═════ Excerpt provided ═════
Terry Jones was the most intellectual Python in perhaps the most intelligent comedy group to ever exist — and this was a six-headed cerebral monster who wrote and aired a sketch called the “Summarize Proust Competition.”
Born in Wales in 1942 and graduating from Oxford, Jones was incredibly bright, as were all the Pythons, and yet this was also a performer who thought nothing of writing and starring in bits that featured him nude before a very large organ (ahem) or strapped into the world’s largest fat suit, vomiting into a bucket and then exploding after ingesting a “wafer thin” mint. (What this says about Jones as a person, I’m not sure, but he then plays the female janitor tasked with the indignity of cleaning it all up with a trowel.)
Jones was also a poet and a member of London’s renowned Poet Society. He was an expert on medieval and ancient history, a knowledge that only made his directorial debut and follow-up, Monty Python and the Holy Grail and The Life of Brian, that much more realistic and authentically funny.
Three weeks after the death of his good friend and “seventh Python,” the great Neil Innes, comes news that Terry Jones has died at the age of 77, from a rare form of frontotemporal dementia. How ironic, and how deeply sad, that it’s this form of dementia that impairs the sufferer their ability to speak and communicate.
I spoke with Jones by phone in 2014 for my second book of interviews, Poking a Dead Frog. He was gracious and courteous and polite — I only learned later that he most likely already knew of his diagnosis when we spoke. God knows he had better things to be doing than speaking with me. And yet he did so anyway, for hours.
More and more of the comedy-writing greats I talked with for my two interview books are now gone. Since And Here’s the Kicker was released in 2009 and Poking a Dead Frog in 2014, the following writers have passed on: Larry Gelbart, Irv Brecher (Marx Brothers), Buck Henry, Harold Ramis, Peg Lynch, Bob Elliott, and now the sui generis Terry Jones.
“Two down, four to go,” announced John Cleese this morning via Twitter. A bridge to another time in comedy and television and movies seems to be passing quickly.
What follows is my interview with Terry Jones, which has never before appeared online.
He was a very, very naughty boy. Better get a bucket.
Can you remember the first joke you wrote?
The first joke I can remember coming up with by myself — not necessarily writing, but creating — was when I was about four or five. My family and I were sitting around a table. My granny asked all of us, “Does anybody want more custard?” I raised my hand, but instead of giving her my plate, I handed over my table mat. She poured the custard all over the mat. Everybody turned to me and said, “You silly boy! What did you do that for?” It taught me at a very young age that comedy is dangerous business. If you try to make people laugh and they don’t, they can become very, very angry. People do not become angry if you’re writing a tragedy and you don’t do a good job. But people get extremely angry when you create comedy that isn’t funny — or, at the least, with the comedy they don’t find funny.
═════ Record extracts ═════
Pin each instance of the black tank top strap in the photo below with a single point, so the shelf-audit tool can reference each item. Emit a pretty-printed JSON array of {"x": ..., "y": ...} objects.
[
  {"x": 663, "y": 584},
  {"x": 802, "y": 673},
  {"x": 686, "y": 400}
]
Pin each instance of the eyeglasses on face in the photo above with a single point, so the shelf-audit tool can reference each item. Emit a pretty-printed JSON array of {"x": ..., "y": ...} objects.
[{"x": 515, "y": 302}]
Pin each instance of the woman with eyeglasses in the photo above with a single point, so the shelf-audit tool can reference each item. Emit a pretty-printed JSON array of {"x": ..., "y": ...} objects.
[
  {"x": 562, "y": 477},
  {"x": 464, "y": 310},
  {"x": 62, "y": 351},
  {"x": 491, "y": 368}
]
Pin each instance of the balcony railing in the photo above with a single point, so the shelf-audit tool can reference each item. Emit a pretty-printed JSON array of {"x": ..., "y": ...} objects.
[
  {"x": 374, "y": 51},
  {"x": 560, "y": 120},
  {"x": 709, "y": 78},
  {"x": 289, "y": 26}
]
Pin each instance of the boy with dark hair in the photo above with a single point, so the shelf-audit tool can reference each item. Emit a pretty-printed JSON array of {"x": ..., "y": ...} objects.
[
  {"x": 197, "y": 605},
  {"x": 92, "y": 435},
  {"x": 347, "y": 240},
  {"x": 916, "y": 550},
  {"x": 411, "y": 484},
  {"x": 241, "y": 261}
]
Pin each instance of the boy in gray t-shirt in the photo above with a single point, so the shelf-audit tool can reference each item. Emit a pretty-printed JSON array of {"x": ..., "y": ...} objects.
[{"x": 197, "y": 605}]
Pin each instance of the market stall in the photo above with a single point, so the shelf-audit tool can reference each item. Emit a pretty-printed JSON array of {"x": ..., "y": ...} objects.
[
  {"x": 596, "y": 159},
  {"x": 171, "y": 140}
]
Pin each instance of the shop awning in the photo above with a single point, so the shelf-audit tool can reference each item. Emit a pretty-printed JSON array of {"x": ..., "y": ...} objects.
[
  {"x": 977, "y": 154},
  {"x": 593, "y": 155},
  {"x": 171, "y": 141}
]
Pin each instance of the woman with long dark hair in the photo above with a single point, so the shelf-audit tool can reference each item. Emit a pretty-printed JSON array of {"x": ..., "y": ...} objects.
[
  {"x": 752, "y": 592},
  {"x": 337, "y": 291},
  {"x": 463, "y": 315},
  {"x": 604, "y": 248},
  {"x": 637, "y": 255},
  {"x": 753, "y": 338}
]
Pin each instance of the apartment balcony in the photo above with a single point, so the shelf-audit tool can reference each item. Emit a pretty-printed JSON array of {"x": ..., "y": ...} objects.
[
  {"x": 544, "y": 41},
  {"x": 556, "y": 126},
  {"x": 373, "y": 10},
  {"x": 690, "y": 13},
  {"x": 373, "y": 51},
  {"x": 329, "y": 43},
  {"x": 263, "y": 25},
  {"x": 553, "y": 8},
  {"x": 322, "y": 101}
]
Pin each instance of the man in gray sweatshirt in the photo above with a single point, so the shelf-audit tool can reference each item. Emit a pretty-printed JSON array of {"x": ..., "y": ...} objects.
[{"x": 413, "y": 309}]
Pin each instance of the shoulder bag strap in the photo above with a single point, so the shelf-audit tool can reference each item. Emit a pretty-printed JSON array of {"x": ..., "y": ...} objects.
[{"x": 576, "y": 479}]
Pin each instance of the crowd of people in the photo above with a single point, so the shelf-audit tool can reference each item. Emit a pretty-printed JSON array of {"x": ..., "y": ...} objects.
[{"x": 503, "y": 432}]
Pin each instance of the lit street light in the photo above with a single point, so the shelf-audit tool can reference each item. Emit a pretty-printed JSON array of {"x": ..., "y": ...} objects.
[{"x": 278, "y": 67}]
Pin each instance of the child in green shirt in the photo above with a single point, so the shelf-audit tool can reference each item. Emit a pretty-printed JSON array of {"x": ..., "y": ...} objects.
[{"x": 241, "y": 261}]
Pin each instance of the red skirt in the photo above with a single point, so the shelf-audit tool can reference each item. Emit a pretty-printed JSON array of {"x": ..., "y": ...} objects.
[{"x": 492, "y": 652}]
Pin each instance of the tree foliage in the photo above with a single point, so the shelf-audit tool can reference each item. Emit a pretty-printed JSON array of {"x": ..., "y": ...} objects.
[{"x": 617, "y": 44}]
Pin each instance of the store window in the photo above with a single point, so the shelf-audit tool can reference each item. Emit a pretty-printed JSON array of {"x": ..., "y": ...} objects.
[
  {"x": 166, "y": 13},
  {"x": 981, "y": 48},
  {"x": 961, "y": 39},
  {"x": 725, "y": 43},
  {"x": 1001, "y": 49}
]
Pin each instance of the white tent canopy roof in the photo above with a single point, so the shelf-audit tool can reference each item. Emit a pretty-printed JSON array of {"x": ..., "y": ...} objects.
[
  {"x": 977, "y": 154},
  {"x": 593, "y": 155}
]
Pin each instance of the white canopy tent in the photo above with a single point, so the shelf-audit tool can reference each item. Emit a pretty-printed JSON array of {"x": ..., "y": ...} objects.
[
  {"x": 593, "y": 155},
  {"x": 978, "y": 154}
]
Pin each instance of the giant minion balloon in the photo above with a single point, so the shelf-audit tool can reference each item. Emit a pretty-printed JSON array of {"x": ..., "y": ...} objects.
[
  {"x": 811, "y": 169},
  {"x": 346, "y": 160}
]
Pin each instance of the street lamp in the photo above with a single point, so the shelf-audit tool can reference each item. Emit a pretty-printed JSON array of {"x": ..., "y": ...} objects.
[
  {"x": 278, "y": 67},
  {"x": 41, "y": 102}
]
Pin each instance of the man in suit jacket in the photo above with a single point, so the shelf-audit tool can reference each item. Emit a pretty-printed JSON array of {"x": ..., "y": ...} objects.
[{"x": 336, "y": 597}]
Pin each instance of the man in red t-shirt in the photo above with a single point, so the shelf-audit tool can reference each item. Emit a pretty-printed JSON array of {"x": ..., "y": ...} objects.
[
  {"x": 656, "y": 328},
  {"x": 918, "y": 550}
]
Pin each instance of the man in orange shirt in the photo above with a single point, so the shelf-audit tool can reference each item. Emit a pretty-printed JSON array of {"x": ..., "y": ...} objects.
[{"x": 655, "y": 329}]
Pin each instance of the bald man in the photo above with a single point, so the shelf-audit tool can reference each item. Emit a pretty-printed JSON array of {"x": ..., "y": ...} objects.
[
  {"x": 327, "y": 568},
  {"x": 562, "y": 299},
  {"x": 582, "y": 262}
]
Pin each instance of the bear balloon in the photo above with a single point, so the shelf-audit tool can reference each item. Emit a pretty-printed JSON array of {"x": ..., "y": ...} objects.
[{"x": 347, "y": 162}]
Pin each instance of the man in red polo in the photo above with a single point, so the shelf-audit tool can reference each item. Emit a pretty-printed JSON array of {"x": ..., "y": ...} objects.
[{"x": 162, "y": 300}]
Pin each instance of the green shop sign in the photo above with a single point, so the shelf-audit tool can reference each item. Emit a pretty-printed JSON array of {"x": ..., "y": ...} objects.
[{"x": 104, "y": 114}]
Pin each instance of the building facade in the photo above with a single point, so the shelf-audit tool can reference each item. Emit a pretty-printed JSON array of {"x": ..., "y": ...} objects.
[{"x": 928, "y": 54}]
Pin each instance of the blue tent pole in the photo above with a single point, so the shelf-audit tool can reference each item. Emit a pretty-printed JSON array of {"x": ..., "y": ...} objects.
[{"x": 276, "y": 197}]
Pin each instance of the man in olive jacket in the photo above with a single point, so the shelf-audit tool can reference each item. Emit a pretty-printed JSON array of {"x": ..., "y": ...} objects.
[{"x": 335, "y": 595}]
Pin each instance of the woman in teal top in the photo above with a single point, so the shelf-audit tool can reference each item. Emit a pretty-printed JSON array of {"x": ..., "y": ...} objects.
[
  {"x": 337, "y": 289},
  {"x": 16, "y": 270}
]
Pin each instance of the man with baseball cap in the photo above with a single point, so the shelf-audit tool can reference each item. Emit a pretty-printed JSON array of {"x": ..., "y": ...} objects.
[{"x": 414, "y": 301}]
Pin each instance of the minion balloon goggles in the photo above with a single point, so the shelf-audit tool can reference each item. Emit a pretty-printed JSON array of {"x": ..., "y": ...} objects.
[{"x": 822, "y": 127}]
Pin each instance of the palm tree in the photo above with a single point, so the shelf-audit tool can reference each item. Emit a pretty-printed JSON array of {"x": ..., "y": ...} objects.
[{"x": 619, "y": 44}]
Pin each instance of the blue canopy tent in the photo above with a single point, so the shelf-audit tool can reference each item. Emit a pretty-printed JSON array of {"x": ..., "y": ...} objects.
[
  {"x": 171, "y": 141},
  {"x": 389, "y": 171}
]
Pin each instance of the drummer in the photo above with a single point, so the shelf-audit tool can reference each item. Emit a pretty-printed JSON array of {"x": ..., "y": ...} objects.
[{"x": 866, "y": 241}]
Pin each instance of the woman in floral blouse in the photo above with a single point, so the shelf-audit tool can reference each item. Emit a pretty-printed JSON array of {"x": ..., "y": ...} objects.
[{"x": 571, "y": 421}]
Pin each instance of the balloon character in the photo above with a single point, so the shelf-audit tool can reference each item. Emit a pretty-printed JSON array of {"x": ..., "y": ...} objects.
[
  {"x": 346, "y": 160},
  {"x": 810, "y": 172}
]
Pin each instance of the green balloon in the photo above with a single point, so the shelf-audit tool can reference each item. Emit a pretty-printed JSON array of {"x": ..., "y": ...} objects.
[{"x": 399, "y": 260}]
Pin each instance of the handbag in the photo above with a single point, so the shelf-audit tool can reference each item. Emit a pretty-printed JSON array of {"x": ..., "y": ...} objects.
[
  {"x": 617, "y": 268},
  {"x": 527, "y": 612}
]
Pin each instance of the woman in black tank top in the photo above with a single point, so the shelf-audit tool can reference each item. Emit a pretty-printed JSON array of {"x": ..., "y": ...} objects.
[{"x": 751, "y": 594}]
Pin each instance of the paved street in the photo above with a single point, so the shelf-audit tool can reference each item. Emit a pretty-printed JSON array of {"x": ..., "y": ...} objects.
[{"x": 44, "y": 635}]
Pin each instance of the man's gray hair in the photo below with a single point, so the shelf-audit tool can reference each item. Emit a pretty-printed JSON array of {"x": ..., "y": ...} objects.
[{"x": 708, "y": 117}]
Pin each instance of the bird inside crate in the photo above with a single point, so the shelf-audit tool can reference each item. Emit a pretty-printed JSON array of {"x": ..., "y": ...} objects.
═════
Check your understanding:
1) In the Terry Jones tribute, what was the title of the author's second book of interviews?
2) Write the next part of the Terry Jones tribute and interview, starting after its last sentence.

Solved problems:
1) Poking a Dead Frog

2)
Did you always know you wanted to write?
Yes, since about the age of seven. I was always writing poetry, which tended to be terribly gloomy. I think my family got worried at some point. I was a compulsive writer. I’ve got essays I wrote when I was very young; my granny kept them. I used to write poems and huge, long essays for that age. Just writing, all the time. There was a wonderful teacher at school, Mr. Martin, who would read out my essays to the class. I loved that. That gave me a great base. It gave me confidence. But Mr. Martin left, and it was then that I began to hear different things from teachers. I would be told, “You can’t make a living as a writer. The best you can hope for is to become a teacher.”
Do you think there’s a connection between poetry and comedy writing?
I think there is a great connection, actually. The [nineteenth-century poet] Robert Browning, in essence, said that you can take three separate ideas, and from those three, you produce not a fourth idea, but a star. I’ve always found that lovely. It’s a somewhat similar theory with comedy. But the difference is that with comedy you take different ideas and put them together and you produce not a star, but a laugh. There’s a magical element to it.
Can you give me an example from Python where vastly different ideas were combined to produce a laugh?
Mike [Palin] wrote a  TV sketch called “The Spanish Inquisition.” I think that’s a very good example of taking separate ideas — twentieth century locations and Spanish Inquisition priests — and producing a star. How did Mike go from England in 1911 to then having three torturers from the fifteenth century burst into the sitting room and announce, “Nobody expects the Spanish Inquisition”? Where did he make that connection? And how did he make it work? In the end, you get a laugh. But when you reverse-engineer it, it’s quite hard to follow how he came up with the original spark, the original idea. And yet it still works.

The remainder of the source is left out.